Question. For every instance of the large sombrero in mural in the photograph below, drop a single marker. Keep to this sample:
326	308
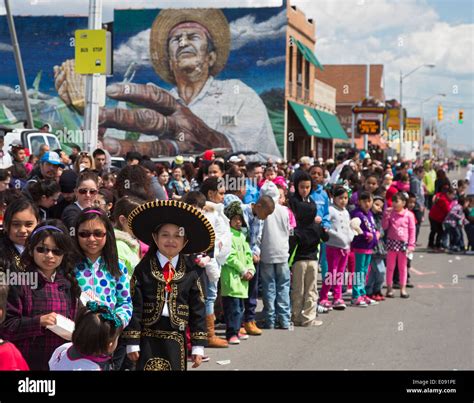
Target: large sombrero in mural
145	219
213	20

ЧТО НУЖНО СДЕЛАТЬ —
Перепиши все строки данных целиком, масштабировав координаты точек в ответах: умножь каждую на 1,6 и округли до целого, половины вверх, а остальные числа оставь как есть. Изображения в ответ не включай.

ГОТОВОЕ РЕШЕНИЕ —
Question. For every instance of the large sombrero in mural in the photograph below, drop a single marker. Keep to this sample:
326	308
Target: large sombrero in mural
232	350
341	32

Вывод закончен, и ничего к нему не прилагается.